§ **About this exercise**: Could you extract every line below word for word, leaving out the pictures?
[Materials provided — start]
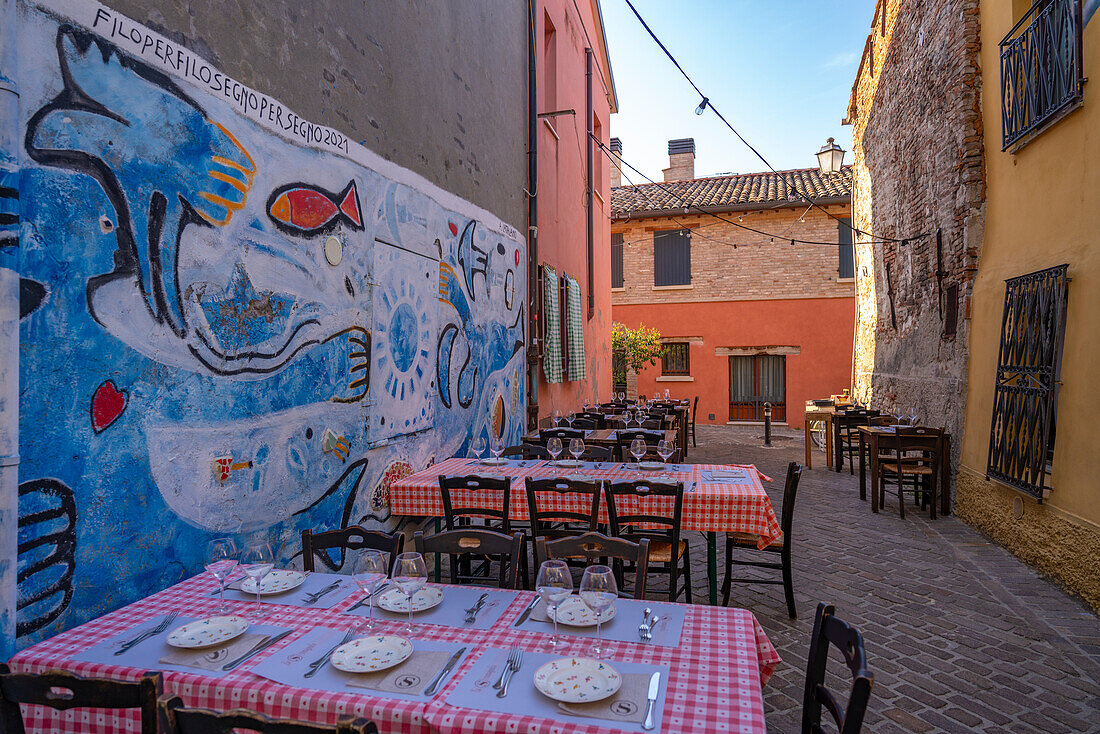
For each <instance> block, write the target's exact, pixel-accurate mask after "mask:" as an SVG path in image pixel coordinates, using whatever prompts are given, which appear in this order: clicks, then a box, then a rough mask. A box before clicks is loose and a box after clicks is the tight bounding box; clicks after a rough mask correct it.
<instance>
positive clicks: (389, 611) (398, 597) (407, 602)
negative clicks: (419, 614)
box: [375, 587, 443, 614]
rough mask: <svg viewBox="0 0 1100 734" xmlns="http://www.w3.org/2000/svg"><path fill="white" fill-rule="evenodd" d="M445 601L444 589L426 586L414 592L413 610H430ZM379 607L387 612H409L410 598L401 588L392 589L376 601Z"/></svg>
mask: <svg viewBox="0 0 1100 734" xmlns="http://www.w3.org/2000/svg"><path fill="white" fill-rule="evenodd" d="M442 601H443V590H442V589H440V588H439V587H425V588H423V589H421V590H420V591H418V592H416V593H415V594H412V611H414V612H423V611H426V610H430V609H431V607H433V606H439V603H440V602H442ZM375 604H376V605H377V606H378V609H384V610H386V611H387V612H400V613H404V614H408V611H409V600H408V596H406V595H405V594H404V593H403V592H401V590H400V589H390V590H389V591H387V592H385V593H384V594H382V595H381V596H378V600H377V601H376V602H375Z"/></svg>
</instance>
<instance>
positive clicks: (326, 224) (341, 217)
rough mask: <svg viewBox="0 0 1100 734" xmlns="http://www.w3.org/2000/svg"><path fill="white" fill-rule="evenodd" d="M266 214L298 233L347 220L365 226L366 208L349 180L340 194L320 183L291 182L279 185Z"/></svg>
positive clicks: (358, 191) (312, 230)
mask: <svg viewBox="0 0 1100 734" xmlns="http://www.w3.org/2000/svg"><path fill="white" fill-rule="evenodd" d="M267 213H268V215H271V218H272V219H273V220H274V221H275V224H276V226H277V227H278V228H279V229H284V230H287V231H289V232H294V233H296V234H317V233H320V232H326V231H328V230H330V229H332V228H334V227H335V226H337V223H338V222H341V221H343V222H345V223H348V224H349V226H351V227H352V228H353V229H363V210H362V207H360V204H359V191H357V190H356V189H355V182H354V180H350V182H348V186H346V187H344V189H343V190H342V191H340V193H339V194H332V193H331V191H327V190H324V189H323V188H319V187H317V186H309V185H307V184H288V185H286V186H281V187H279V188H276V189H275V190H274V191H273V193H272V195H271V198H270V199H267Z"/></svg>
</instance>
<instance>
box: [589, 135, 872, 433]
mask: <svg viewBox="0 0 1100 734" xmlns="http://www.w3.org/2000/svg"><path fill="white" fill-rule="evenodd" d="M612 145H613V147H614V149H615V150H616V151H618V152H619V153H620V152H621V144H620V143H619V142H618V141H613V142H612ZM669 157H670V160H669V164H670V165H669V168H667V169H665V171H664V182H663V183H659V184H642V185H632V186H617V185H616V186H614V187H613V189H612V245H610V248H612V303H613V316H614V319H615V320H616V321H619V322H621V324H625V325H626V326H628V327H631V328H636V327H638V326H639V325H645V326H647V327H651V328H656V329H657V330H658V331H660V333H661V337H662V341H663V342H664V344H665V355H664V358H663V359H662V360H660V361H659V363H658V364H656V365H653V366H649V368H647V369H646V370H643V371H642V372H641V374H639V375H638V376H637V391H638V392H639V393H640V394H643V395H653V394H654V393H656V394H663V393H664V391H665V390H668V391H669V393H670V395H672V396H673V397H686V398H694V397H695V396H696V395H697V396H698V397H700V402H698V412H697V420H698V421H700V423H709V424H726V423H757V421H761V420H762V419H763V404H764V403H766V402H767V403H770V404H771V405H772V420H773V421H774V423H787V424H788V425H790V426H792V427H801V426H802V424H803V413H804V405H805V402H806V401H807V399H813V398H816V397H827V396H828V395H829V394H832V393H839V392H842V391H843V390H845V388H847V387H849V386H850V383H851V358H853V352H851V348H853V336H854V328H855V316H856V306H855V285H854V276H855V273H854V264H853V252H851V244H850V243H851V237H850V234H851V230H850V229H849V226H848V223H847V222H848V218H849V216H850V187H851V172H850V169H849V168H847V167H845V168H842V169H840V171H839V172H838V173H833V174H823V173H822V172H821V171H820V169H818V168H816V167H815V168H803V169H795V171H781V172H779V173H771V172H768V173H753V174H735V175H726V176H715V177H708V178H695V177H694V141H692V140H691V139H685V140H673V141H670V142H669ZM613 168H614V166H613ZM616 174H618V171H614V169H613V176H615V175H616ZM613 183H614V184H618V183H619V182H617V180H616V182H613ZM789 189H791V194H790V196H791V198H790V199H789V198H788V197H789ZM793 191H802V193H805V194H807V195H809V196H811V197H813V198H814V200H815V201H816V202H817V204H818V205H820V208H818V207H810V206H809V202H807V201H805V200H803V199H802V198H800V197H799V196H798V195H796V194H794V193H793ZM685 205H686V207H687V208H689V209H690V211H691V212H692V213H687V215H685V213H684V210H685ZM694 207H698V208H700V209H703V210H704V211H706V212H713V213H718V215H720V216H722V217H723V218H724V219H726V220H728V222H726V221H722V220H719V219H717V218H715V217H712V216H709V215H708V213H702V212H700V211H698V210H697V209H695V208H694ZM822 209H825V211H822ZM826 212H827V213H826ZM738 224H741V226H744V227H749V228H752V229H756V230H760V231H762V232H767V233H769V234H774V237H770V235H766V234H760V233H757V232H753V231H750V230H749V229H744V227H739V226H738ZM791 239H798V240H807V241H814V242H818V244H807V243H802V242H796V243H793V244H792V242H791Z"/></svg>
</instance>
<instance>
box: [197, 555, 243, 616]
[Materials provided — finish]
§ **Written answer**:
For each <instance> block, write the target's exact, pixel-accurate mask after "mask:" as an SVG path in image pixel coordinates, using whatever prompts are given, which appear in this order: clicks, then a box, then a rough mask. A box before clicks is loose and a box after clicks is the tight bounding box; clicks after a rough mask correct it.
<instance>
positive clicks: (389, 611) (398, 597) (407, 602)
negative clicks: (419, 614)
box: [375, 587, 443, 614]
rough mask: <svg viewBox="0 0 1100 734" xmlns="http://www.w3.org/2000/svg"><path fill="white" fill-rule="evenodd" d="M445 601L444 589L426 586L414 592L413 610H430ZM379 607L387 612H409L410 598L401 588L392 589L376 601Z"/></svg>
mask: <svg viewBox="0 0 1100 734" xmlns="http://www.w3.org/2000/svg"><path fill="white" fill-rule="evenodd" d="M442 601H443V590H442V589H440V588H439V587H425V588H423V589H421V590H420V591H418V592H416V593H415V594H412V611H414V612H423V611H426V610H430V609H431V607H433V606H439V603H440V602H442ZM375 604H376V605H377V606H378V609H384V610H386V611H387V612H400V613H404V614H408V611H409V600H408V596H406V595H405V594H404V593H403V592H401V590H400V589H390V590H389V591H387V592H385V593H384V594H382V595H381V596H378V600H377V601H376V602H375Z"/></svg>
</instance>
<instance>
positive clicks: (326, 224) (341, 217)
rough mask: <svg viewBox="0 0 1100 734" xmlns="http://www.w3.org/2000/svg"><path fill="white" fill-rule="evenodd" d="M266 214L298 233L347 220L365 226L366 208L349 180L340 194L320 183L291 182L279 185Z"/></svg>
positive clicks: (358, 191) (312, 230)
mask: <svg viewBox="0 0 1100 734" xmlns="http://www.w3.org/2000/svg"><path fill="white" fill-rule="evenodd" d="M267 213H268V215H271V218H272V219H273V220H274V221H275V224H276V226H277V227H278V228H279V229H284V230H287V231H289V232H294V233H296V234H317V233H320V232H326V231H328V230H330V229H332V228H334V227H335V226H337V223H338V222H341V221H343V222H345V223H348V224H349V226H351V227H352V228H353V229H363V210H362V207H360V204H359V191H357V190H356V189H355V182H354V180H350V182H348V186H346V187H344V189H343V190H342V191H340V193H339V194H332V193H331V191H327V190H324V189H323V188H319V187H317V186H309V185H307V184H288V185H286V186H281V187H279V188H276V189H275V190H274V191H273V193H272V195H271V198H270V199H267Z"/></svg>
</instance>
<instance>
box: [589, 135, 872, 433]
mask: <svg viewBox="0 0 1100 734" xmlns="http://www.w3.org/2000/svg"><path fill="white" fill-rule="evenodd" d="M612 145H613V147H614V149H615V150H616V151H618V152H619V153H620V152H621V144H620V143H619V142H618V141H613V142H612ZM669 157H670V160H669V164H670V165H669V168H667V169H665V171H664V182H663V183H659V184H642V185H632V186H617V185H616V186H614V187H613V189H612V245H610V248H612V303H613V316H614V319H615V320H616V321H619V322H621V324H625V325H626V326H628V327H631V328H636V327H638V326H639V325H645V326H647V327H651V328H656V329H657V330H658V331H660V333H661V337H662V341H663V342H664V344H665V355H664V358H663V359H662V360H660V361H659V363H658V364H656V365H653V366H649V368H647V369H646V370H643V371H642V372H641V374H639V375H638V376H637V391H638V392H639V393H640V394H643V395H653V394H654V393H656V394H663V393H664V391H665V390H668V391H669V393H670V395H672V396H673V397H686V398H694V397H695V396H696V395H697V396H698V397H700V402H698V412H697V420H698V421H700V423H709V424H726V423H757V421H761V420H762V419H763V404H764V403H766V402H767V403H770V404H771V405H772V420H773V421H774V423H787V424H788V425H790V426H792V427H801V426H802V424H803V413H804V405H805V402H806V401H807V399H813V398H816V397H827V396H828V395H829V394H832V393H839V392H842V391H843V390H845V388H847V387H849V386H850V383H851V358H853V352H851V348H853V336H854V328H855V316H856V306H855V285H854V276H855V273H854V264H853V252H851V244H850V243H851V237H850V234H851V230H850V229H849V226H848V223H847V222H848V218H849V216H850V187H851V172H850V169H849V168H847V167H845V168H842V169H840V171H839V172H838V173H833V174H823V173H822V172H821V171H820V169H818V168H816V167H815V168H803V169H795V171H781V172H779V173H771V172H768V173H753V174H735V175H726V176H715V177H708V178H695V177H694V141H692V140H691V139H685V140H673V141H670V142H669ZM613 168H614V166H613ZM616 174H618V171H614V169H613V176H615V175H616ZM613 183H614V184H618V183H619V182H617V180H616V182H613ZM789 189H791V194H790V196H791V198H790V199H789V198H788V197H789ZM793 191H802V193H805V194H807V195H809V196H811V197H813V198H814V200H815V201H816V202H817V204H818V205H820V208H818V207H810V206H809V202H807V201H805V200H803V199H802V198H800V197H799V196H798V195H796V194H794V193H793ZM685 205H686V207H687V208H689V209H690V211H691V212H692V213H687V215H685V213H684V210H685ZM694 207H698V208H700V209H703V210H704V211H706V212H713V213H718V215H720V216H722V217H723V218H724V219H726V220H728V222H726V221H722V220H719V219H717V218H715V217H712V216H709V215H708V213H702V212H700V211H698V210H697V209H695V208H694ZM822 209H825V211H822ZM826 212H827V213H826ZM738 224H741V226H744V227H749V228H752V229H756V230H760V231H762V232H767V233H769V234H774V237H770V235H766V234H760V233H757V232H753V231H750V230H749V229H744V227H739V226H738ZM791 239H798V240H807V241H814V242H818V244H807V243H802V242H796V243H793V244H792V242H791Z"/></svg>
</instance>
<instance>
box: [197, 555, 243, 616]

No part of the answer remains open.